**Document segment:**
According to TSN's Rick Westhead, the NHL is attempting to force Boston University to turn over all its research into CTE, and that's causing great concern among the university's researchers:
Lawyers for the plaintiffs involved in the NHL lawsuit allege the league wants to obtain information from Boston University to cast doubt on its research. The school has announced a diagnosis of CTE in three former NHL players – Reggie Fleming, Rick Martin and Derek Boogaard – and those diagnoses may help to make the case that head injuries suffered in the NHL have caused lethal damage, the lawyers say.
The NHL’s medical expert, Dr. Rudy Castellani – who wrote in a March 2016 opinion piece published in the International Journal of Clinical Neurosciences and Mental Health that CTE was more “of a hypothetical construct or concept than an actual disease” – has asked for copies of all of Boston University’s pathology photographs, brain slides and clinical data so he can verify the accuracy of the reports.
Dr. Robert Stern, a professor of neurology at Boston University, said he’s concerned about Dr. Castellani’s request because of the school’s promise of privacy to its study subjects and because meeting the NHL’s demands would distract researchers from a seven-year study of CTE that was funded in December 2015 and involves 240 former NFL and college football players.
“The [NHL] subpoena’s astonishing scope and breadth of coverage will, if enforced, impose an incredible burden and disrupt the CTE Center’s operations,” Dr. Stern wrote in an affidavit. “This request will harm ALL ongoing CTE-related research, both at BU and at institutions that collaborate with BU and/or rely on BU findings as part of follow-on work.”

**What needs to be done:** According to the report on the NHL and Boston University's CTE research, which three former NHL players has the school diagnosed with CTE?

(Text-to-region grounding data)
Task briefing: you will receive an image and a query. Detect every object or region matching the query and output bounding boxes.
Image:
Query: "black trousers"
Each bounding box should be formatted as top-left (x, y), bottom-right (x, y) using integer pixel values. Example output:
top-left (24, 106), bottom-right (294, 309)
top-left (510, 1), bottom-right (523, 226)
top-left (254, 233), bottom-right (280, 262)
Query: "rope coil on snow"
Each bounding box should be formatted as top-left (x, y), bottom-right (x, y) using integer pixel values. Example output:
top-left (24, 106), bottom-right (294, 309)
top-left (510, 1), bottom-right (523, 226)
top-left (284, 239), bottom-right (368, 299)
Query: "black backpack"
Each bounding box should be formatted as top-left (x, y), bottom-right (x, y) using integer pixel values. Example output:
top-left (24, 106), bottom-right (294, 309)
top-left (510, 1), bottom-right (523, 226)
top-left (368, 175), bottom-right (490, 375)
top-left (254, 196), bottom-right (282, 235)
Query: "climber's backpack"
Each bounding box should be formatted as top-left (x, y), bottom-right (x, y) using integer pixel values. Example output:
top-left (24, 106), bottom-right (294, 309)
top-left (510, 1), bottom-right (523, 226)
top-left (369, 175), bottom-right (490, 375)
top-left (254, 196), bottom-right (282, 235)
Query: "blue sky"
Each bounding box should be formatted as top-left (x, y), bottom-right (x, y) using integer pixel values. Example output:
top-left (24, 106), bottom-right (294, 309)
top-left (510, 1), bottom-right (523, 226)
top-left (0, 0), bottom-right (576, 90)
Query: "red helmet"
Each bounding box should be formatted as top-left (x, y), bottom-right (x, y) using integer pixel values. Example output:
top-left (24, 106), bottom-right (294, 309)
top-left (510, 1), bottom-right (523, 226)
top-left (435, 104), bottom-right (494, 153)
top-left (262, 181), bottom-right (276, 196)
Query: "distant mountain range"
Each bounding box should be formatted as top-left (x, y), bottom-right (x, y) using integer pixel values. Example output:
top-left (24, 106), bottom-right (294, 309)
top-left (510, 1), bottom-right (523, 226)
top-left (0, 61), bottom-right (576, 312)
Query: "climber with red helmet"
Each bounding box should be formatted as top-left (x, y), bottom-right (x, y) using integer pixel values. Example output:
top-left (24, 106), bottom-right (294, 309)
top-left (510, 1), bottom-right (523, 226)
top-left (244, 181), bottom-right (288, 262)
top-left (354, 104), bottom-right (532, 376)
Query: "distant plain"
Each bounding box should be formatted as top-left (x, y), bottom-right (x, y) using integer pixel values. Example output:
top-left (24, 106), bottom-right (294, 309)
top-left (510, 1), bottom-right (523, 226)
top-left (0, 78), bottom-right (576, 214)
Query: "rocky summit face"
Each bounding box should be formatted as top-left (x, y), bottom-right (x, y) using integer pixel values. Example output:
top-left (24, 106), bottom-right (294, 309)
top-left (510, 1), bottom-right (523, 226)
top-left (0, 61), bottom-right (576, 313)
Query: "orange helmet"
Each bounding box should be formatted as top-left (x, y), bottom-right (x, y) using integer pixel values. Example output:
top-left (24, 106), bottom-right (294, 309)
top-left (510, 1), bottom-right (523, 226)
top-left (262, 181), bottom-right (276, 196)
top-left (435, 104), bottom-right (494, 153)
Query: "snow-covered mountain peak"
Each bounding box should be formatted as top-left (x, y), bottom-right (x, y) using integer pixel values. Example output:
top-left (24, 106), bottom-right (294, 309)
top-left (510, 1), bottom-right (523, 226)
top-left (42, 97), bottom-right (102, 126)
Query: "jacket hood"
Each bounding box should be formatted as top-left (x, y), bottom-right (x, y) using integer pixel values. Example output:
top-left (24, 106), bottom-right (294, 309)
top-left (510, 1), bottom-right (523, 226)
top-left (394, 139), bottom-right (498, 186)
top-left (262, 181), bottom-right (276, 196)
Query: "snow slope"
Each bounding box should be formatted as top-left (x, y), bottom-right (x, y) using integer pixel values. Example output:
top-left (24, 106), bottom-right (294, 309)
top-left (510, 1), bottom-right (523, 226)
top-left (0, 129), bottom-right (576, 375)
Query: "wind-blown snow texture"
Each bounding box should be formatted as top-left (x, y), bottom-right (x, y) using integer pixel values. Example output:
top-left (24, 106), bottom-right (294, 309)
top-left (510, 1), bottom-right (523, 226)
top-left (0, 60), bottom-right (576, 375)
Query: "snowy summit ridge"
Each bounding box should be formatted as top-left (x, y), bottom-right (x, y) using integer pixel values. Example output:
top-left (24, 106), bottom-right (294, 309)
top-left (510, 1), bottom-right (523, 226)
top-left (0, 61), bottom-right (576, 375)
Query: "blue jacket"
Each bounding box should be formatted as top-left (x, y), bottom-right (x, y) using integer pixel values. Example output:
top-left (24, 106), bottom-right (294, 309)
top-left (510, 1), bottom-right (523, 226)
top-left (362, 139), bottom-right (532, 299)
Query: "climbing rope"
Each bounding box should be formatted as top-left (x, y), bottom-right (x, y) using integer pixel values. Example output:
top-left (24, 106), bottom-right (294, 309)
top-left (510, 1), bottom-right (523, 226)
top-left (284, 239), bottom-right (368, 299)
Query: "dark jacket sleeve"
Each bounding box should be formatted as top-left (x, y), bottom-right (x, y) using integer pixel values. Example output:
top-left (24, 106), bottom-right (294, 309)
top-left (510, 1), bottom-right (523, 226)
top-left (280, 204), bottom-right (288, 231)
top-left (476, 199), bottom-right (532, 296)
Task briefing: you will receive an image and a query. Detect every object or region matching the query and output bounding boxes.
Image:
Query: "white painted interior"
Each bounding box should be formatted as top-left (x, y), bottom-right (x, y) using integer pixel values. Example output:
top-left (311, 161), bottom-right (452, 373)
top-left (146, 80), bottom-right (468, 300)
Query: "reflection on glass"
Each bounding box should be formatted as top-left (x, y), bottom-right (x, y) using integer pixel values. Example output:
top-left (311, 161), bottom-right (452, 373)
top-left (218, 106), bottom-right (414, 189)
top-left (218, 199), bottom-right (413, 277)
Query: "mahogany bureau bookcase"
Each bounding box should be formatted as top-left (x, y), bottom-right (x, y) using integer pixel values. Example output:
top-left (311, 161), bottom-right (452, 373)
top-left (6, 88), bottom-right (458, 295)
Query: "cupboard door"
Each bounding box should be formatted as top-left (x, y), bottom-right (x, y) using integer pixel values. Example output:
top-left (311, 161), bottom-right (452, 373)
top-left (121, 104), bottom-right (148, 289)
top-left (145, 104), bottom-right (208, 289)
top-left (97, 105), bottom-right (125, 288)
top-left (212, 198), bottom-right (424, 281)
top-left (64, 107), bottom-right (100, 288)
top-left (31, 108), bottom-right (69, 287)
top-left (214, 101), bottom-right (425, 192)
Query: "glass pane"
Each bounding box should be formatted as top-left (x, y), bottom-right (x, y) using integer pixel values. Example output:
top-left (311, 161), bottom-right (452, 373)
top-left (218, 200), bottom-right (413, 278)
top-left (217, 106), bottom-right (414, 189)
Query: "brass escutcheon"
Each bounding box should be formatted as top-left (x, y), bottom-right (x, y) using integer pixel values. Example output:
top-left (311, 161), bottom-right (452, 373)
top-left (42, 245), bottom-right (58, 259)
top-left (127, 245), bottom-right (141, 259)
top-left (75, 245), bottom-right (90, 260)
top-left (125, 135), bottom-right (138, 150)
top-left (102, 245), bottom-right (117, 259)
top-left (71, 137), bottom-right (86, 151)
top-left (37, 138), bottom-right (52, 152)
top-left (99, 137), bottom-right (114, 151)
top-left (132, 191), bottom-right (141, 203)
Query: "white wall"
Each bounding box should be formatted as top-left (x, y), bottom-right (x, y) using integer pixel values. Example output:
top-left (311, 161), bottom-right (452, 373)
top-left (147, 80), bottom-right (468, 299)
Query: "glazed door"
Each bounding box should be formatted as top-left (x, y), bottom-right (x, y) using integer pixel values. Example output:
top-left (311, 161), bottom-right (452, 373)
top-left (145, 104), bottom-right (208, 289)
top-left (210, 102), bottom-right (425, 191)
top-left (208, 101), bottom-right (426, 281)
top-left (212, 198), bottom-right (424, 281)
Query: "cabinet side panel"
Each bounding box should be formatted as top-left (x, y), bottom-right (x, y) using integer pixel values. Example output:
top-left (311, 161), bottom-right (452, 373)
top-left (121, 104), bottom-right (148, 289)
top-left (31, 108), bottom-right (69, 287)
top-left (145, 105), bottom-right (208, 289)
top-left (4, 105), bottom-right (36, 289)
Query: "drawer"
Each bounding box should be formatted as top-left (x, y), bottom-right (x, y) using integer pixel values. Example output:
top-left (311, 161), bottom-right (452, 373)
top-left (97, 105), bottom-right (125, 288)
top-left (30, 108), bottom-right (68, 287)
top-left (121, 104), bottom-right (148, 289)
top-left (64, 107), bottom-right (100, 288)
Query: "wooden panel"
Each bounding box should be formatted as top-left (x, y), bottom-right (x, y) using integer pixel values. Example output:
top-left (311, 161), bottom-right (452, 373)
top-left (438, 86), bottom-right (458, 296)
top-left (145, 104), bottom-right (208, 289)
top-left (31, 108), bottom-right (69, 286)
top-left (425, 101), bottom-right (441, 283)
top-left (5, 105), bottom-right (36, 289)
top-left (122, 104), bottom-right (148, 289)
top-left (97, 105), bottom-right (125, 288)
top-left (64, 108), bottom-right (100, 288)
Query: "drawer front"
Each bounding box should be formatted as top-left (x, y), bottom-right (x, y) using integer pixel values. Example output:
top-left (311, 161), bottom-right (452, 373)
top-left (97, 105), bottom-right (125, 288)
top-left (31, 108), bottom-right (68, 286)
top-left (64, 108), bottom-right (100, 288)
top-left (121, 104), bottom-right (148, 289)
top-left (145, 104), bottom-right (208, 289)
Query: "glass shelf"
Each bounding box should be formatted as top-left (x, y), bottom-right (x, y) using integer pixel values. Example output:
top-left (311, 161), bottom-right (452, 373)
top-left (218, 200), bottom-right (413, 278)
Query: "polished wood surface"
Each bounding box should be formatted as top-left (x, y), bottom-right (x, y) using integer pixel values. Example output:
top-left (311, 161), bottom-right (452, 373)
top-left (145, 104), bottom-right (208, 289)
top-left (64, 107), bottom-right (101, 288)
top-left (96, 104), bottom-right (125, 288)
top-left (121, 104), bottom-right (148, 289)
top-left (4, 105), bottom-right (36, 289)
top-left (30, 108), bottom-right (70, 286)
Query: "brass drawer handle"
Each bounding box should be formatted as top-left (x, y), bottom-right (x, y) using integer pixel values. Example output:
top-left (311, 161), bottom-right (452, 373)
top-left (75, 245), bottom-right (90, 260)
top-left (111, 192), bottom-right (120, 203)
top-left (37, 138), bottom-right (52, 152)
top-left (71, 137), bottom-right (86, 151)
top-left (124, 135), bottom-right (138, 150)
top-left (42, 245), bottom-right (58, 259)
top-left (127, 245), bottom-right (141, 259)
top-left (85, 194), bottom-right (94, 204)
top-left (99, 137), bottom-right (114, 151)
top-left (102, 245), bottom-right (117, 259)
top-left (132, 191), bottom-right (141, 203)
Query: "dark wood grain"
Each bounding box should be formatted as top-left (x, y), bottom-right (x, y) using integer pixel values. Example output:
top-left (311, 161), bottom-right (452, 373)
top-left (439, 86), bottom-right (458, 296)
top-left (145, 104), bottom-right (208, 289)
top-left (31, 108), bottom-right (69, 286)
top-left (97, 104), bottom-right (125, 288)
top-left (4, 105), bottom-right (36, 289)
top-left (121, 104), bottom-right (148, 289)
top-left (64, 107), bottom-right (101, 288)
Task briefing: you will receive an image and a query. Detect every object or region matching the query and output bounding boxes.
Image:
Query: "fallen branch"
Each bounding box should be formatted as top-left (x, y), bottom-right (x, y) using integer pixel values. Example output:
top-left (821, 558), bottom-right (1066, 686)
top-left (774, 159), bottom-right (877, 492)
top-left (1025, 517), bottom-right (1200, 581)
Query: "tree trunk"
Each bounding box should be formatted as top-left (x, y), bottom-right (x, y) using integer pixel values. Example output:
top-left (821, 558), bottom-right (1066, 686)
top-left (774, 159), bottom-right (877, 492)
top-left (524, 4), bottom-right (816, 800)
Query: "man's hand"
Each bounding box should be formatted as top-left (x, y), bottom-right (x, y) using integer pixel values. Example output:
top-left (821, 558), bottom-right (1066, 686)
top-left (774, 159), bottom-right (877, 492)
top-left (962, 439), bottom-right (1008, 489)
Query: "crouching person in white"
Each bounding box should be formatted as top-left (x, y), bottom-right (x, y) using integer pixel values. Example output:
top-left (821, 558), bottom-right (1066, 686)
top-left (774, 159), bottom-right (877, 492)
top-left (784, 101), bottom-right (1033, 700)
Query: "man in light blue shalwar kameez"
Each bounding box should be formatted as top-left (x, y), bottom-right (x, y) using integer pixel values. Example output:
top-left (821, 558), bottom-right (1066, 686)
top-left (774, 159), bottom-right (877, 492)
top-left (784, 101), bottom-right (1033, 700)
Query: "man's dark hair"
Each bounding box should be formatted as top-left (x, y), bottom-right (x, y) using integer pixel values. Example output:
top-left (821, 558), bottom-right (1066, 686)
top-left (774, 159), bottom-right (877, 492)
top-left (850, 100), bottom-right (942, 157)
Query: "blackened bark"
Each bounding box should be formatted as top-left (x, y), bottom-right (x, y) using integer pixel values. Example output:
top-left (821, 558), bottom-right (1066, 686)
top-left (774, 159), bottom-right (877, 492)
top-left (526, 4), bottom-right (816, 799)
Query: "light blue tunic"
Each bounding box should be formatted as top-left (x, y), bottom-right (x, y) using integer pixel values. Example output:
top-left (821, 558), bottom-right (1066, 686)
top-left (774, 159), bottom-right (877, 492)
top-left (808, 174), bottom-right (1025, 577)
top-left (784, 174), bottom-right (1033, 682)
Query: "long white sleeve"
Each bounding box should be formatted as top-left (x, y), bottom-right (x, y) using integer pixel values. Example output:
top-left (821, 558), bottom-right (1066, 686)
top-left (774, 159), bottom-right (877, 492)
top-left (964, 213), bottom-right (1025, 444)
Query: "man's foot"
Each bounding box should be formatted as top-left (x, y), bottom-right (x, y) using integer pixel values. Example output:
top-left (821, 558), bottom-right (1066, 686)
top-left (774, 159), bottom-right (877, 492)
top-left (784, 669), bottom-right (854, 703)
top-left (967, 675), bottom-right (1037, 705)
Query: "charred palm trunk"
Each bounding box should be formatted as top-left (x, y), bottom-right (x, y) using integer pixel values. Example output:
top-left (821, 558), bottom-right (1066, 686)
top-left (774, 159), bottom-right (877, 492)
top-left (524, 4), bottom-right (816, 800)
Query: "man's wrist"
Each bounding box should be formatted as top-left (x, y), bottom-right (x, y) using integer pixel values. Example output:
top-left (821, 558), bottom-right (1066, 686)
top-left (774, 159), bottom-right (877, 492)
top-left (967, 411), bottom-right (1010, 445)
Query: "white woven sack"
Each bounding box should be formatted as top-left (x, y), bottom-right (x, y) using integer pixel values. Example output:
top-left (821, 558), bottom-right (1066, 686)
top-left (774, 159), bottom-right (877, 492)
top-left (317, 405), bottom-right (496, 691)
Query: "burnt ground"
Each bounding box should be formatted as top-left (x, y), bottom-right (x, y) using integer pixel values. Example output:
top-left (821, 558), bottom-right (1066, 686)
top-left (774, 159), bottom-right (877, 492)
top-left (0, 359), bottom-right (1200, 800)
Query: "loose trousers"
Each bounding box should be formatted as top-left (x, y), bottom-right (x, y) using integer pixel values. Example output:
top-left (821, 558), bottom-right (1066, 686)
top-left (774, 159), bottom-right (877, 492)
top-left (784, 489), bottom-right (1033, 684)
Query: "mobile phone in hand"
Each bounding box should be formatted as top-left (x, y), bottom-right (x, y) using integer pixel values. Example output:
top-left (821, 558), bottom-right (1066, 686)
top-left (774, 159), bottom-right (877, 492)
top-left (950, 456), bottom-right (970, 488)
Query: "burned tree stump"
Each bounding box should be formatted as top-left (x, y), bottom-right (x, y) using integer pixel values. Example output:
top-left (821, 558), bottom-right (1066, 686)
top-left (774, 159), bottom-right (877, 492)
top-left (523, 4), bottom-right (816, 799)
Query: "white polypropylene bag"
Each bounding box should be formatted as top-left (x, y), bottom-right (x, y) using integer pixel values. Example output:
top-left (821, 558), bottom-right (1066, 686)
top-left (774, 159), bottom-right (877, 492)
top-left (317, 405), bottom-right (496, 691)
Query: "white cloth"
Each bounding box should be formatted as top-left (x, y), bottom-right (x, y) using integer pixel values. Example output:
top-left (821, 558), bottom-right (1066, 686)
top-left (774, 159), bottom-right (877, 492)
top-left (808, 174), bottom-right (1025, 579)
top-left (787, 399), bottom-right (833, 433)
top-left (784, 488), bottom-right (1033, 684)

**Result of this exercise:** Reggie Fleming, Rick Martin and Derek Boogaard.